Text excerpt
+===+

Thandeka Moloko Mbabama (born 12 September 1956) is a South African politician of the Democratic Alliance who has been serving as the Shadow Deputy Minister  of Agriculture, Land Reform and Rural Development since June 2019. She has been a Member of Parliament (MP) since November 2016.
From January 2017 to June 2019, she was the Shadow Deputy Minister of Rural Development and Land Reform.

Career
Mbabama is a member of the Democratic Alliance. In 2016, she was elected to the National Assembly of South Africa  to replace Nqaba Bhanga. She was sworn into office on 8 November 2016. On 24 November 2016, DA parliamentary leader Mmusi Maimane appointed her to the post of Shadow Deputy Minister of Rural Development and Land Reform. Mbabama became a member of the Portfolio Committee on Rural Development and Land Reform on 8 December 2016. Her appointment as Shadow Deputy Minister took effect on 1 January 2017. Mbabama was appointed to the  Constitutional Review Committee in May 2018. In February 2019, she became a member of the Ad Hoc Committee to Amend Section 25 of the Constitution.

+===+

Dataset records
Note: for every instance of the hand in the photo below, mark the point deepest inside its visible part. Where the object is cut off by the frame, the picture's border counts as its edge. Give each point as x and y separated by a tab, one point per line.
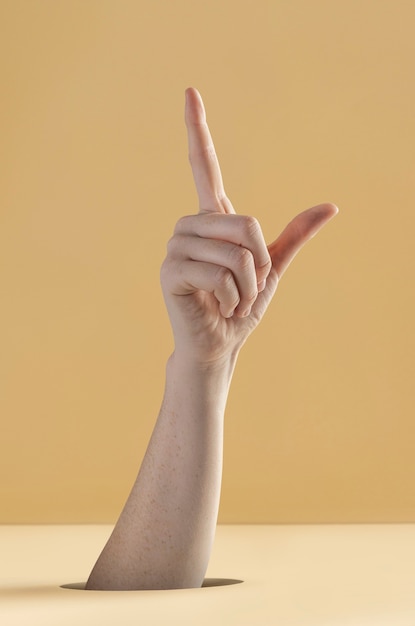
219	276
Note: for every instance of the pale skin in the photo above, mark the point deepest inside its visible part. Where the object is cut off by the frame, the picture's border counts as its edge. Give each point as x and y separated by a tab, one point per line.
218	278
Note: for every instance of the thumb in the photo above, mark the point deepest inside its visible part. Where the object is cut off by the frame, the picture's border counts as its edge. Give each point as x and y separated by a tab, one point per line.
296	234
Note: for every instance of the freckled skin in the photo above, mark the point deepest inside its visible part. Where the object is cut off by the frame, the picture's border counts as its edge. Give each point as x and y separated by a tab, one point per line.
215	296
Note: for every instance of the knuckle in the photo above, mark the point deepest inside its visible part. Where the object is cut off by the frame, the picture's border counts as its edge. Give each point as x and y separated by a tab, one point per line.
174	245
242	257
250	226
224	277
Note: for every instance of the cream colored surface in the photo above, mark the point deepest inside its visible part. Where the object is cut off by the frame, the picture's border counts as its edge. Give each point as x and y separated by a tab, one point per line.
296	575
308	101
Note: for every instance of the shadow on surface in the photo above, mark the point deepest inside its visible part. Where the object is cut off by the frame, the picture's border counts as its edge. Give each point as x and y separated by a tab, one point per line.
208	582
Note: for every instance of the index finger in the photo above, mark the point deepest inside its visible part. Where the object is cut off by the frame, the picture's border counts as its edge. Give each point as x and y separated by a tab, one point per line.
203	159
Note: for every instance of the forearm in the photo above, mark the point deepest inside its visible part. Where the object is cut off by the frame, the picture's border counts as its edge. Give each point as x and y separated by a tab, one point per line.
164	535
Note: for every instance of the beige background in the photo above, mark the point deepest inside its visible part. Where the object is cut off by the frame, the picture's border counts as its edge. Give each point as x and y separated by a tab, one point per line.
308	101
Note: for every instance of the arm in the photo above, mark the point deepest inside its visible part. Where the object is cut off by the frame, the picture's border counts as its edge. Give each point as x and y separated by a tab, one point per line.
218	279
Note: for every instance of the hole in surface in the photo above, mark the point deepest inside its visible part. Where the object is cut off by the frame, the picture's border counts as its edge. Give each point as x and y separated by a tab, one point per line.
208	582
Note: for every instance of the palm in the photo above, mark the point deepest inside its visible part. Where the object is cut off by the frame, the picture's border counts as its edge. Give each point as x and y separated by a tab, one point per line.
200	312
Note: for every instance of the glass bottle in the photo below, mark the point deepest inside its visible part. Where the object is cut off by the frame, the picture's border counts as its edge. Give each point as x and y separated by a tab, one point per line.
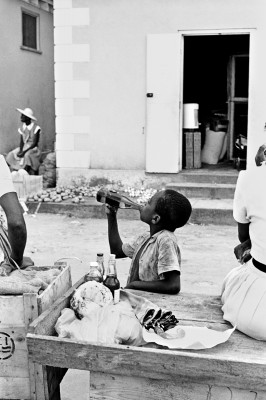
111	281
115	199
94	273
100	261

+===+

Problems and tasks
[a] Repeat from the Mbabama profile everything from "From January 2017" down to "of the Constitution.".
[b] Answer these about the Mbabama profile:
(i) On what date was Mbabama born?
(ii) Whom did she replace in the National Assembly in 2016?
(iii) Which committee did she join in February 2019?
None of the records is needed here.

In response
[a]
From January 2017 to June 2019, she was the Shadow Deputy Minister of Rural Development and Land Reform.

Career
Mbabama is a member of the Democratic Alliance. In 2016, she was elected to the National Assembly of South Africa  to replace Nqaba Bhanga. She was sworn into office on 8 November 2016. On 24 November 2016, DA parliamentary leader Mmusi Maimane appointed her to the post of Shadow Deputy Minister of Rural Development and Land Reform. Mbabama became a member of the Portfolio Committee on Rural Development and Land Reform on 8 December 2016. Her appointment as Shadow Deputy Minister took effect on 1 January 2017. Mbabama was appointed to the  Constitutional Review Committee in May 2018. In February 2019, she became a member of the Ad Hoc Committee to Amend Section 25 of the Constitution.

[b]
(i) 12 September 1956
(ii) Nqaba Bhanga
(iii) The Ad Hoc Committee to Amend Section 25 of the Constitution